Locate every line in the records below that contains the word "facial", and copy each of those lines in full.
---- Material shown
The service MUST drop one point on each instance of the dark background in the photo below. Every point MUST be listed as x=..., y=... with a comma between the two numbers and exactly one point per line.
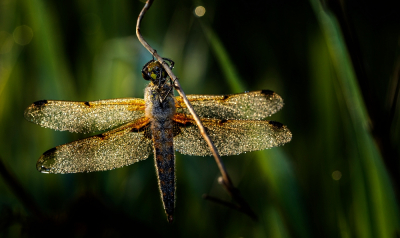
x=336, y=67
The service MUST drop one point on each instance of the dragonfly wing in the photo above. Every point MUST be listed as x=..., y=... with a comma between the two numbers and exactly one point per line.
x=231, y=137
x=84, y=117
x=248, y=106
x=122, y=146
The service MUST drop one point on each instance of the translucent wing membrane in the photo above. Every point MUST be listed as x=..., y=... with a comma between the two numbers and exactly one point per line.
x=122, y=146
x=84, y=117
x=251, y=106
x=231, y=137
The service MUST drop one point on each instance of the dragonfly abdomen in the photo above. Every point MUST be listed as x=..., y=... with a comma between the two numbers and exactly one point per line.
x=164, y=159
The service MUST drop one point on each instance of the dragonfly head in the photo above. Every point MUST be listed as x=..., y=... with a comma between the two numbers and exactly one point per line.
x=154, y=71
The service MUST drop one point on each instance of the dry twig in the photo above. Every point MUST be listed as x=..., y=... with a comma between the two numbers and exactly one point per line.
x=225, y=179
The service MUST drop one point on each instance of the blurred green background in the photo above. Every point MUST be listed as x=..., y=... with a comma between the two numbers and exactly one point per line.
x=336, y=67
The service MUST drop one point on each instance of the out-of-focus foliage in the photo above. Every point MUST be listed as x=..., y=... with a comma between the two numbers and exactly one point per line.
x=338, y=177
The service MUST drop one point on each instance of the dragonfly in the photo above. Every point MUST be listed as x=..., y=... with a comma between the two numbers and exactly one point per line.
x=159, y=124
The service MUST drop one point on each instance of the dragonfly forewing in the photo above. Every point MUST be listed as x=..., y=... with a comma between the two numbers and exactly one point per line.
x=85, y=117
x=243, y=106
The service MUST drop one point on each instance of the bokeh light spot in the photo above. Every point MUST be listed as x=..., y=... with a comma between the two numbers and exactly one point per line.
x=336, y=175
x=90, y=23
x=200, y=11
x=23, y=35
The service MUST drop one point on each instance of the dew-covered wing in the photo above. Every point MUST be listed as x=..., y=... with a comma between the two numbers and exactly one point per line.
x=119, y=147
x=250, y=106
x=84, y=117
x=231, y=137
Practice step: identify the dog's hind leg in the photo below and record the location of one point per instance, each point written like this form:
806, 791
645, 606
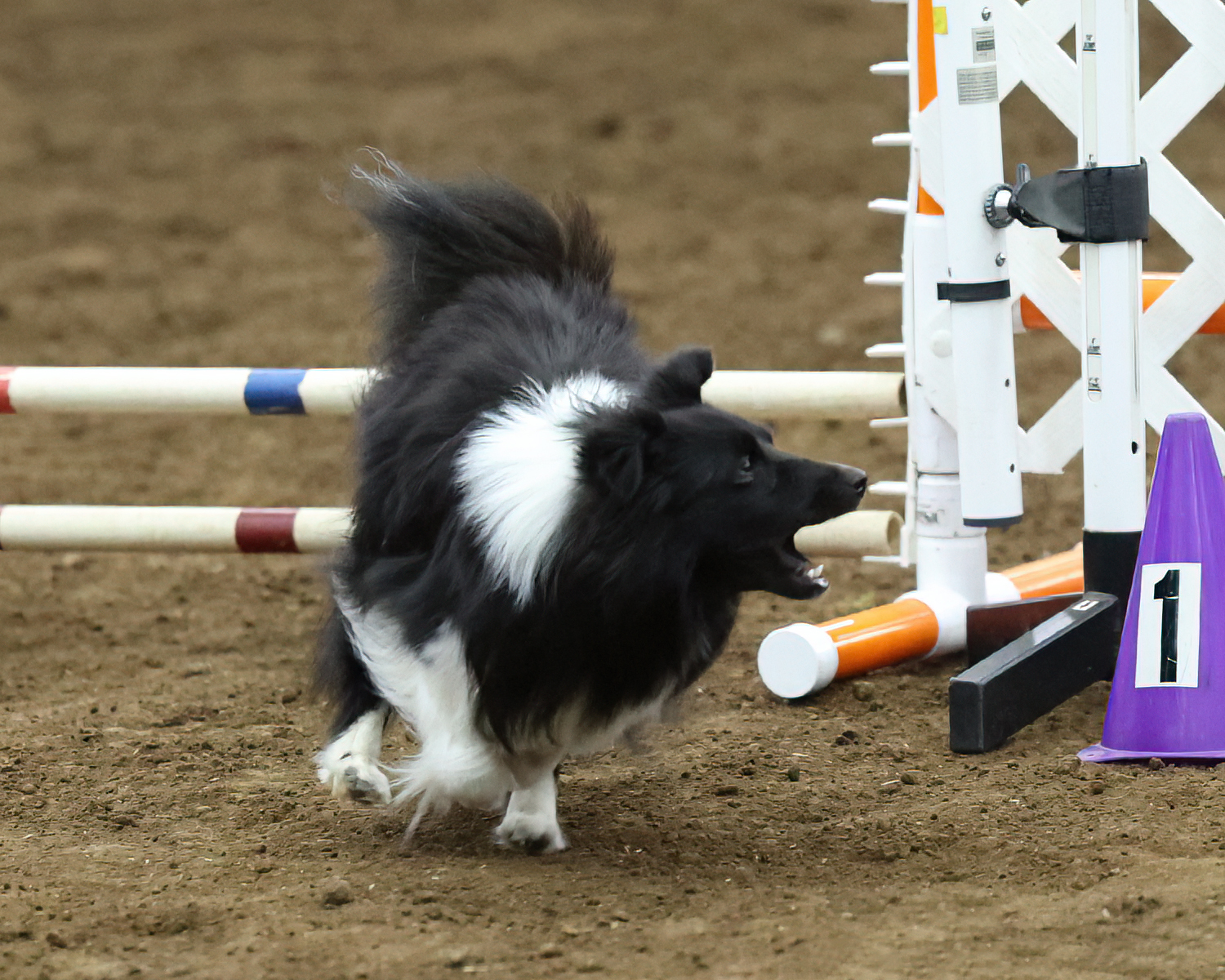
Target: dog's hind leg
531, 820
350, 764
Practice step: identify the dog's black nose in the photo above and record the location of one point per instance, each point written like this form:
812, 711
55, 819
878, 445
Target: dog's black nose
857, 478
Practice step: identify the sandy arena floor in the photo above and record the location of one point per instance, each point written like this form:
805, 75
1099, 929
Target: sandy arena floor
167, 176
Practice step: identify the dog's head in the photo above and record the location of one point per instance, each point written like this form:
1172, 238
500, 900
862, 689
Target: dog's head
718, 479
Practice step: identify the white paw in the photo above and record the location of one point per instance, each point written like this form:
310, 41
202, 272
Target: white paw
536, 833
352, 778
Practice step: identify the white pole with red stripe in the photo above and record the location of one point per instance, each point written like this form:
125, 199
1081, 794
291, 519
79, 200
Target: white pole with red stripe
56, 527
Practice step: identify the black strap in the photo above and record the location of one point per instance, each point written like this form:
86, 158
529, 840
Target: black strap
973, 292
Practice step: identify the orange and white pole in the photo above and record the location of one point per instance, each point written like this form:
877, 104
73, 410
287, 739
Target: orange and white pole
803, 659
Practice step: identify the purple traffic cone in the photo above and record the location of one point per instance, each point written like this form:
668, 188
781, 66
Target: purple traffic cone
1168, 700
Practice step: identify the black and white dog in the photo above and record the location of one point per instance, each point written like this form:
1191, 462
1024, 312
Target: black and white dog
551, 533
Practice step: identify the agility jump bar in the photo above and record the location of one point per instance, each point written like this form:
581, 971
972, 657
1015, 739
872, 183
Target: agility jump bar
56, 527
66, 527
337, 391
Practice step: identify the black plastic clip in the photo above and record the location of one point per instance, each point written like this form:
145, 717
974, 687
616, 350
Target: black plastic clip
1097, 205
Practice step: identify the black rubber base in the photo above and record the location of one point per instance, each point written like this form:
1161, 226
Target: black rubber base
1033, 674
1110, 563
992, 627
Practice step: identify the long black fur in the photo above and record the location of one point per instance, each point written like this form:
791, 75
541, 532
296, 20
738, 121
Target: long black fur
484, 292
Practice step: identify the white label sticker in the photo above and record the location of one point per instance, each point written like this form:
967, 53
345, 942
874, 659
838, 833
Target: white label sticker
977, 85
984, 43
1168, 636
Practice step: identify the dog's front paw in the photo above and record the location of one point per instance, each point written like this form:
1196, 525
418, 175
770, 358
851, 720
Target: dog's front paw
534, 833
350, 778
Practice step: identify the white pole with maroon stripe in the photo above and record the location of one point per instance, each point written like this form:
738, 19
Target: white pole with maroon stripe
31, 527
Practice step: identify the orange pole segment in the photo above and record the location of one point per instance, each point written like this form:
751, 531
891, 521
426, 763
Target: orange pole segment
882, 636
926, 51
1056, 575
889, 635
928, 205
1153, 286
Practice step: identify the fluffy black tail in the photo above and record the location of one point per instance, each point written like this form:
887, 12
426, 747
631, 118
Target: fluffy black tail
440, 237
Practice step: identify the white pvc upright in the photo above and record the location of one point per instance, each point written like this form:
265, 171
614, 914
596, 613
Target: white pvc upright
982, 331
1114, 416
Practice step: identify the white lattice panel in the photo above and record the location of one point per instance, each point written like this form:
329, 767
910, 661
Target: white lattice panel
1029, 56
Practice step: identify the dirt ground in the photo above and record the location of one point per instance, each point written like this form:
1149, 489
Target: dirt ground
167, 176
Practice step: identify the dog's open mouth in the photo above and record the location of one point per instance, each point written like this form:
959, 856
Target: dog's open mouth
806, 576
779, 568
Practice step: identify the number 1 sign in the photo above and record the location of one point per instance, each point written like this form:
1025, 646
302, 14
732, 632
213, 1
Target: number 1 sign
1168, 639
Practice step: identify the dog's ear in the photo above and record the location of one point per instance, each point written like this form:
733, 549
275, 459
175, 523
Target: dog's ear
617, 451
679, 380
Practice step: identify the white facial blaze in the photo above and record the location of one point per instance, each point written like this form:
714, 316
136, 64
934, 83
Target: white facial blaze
519, 472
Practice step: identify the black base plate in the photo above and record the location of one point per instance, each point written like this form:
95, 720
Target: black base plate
1033, 674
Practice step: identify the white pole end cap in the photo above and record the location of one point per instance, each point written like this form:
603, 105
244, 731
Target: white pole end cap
798, 661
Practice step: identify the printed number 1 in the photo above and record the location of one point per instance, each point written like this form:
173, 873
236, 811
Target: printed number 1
1166, 590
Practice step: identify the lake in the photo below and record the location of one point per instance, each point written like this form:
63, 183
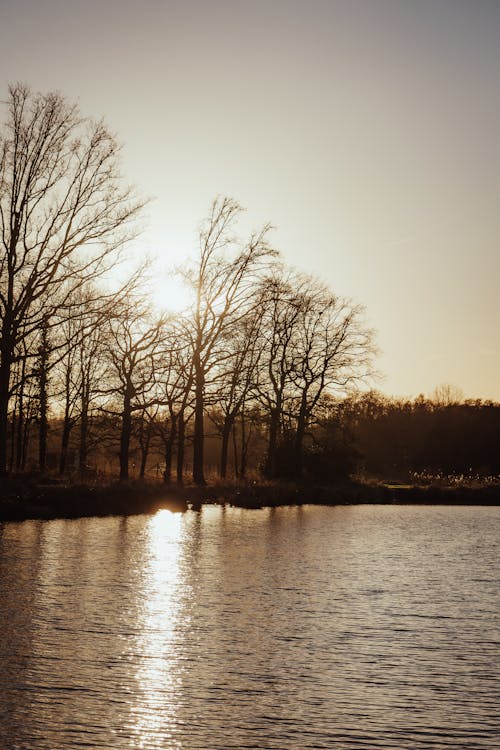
--------
» **The reply**:
Practice step: identify the white facial blaze in the photo above and record the location of one point per instance, each point written like this form:
Target: white facial blaze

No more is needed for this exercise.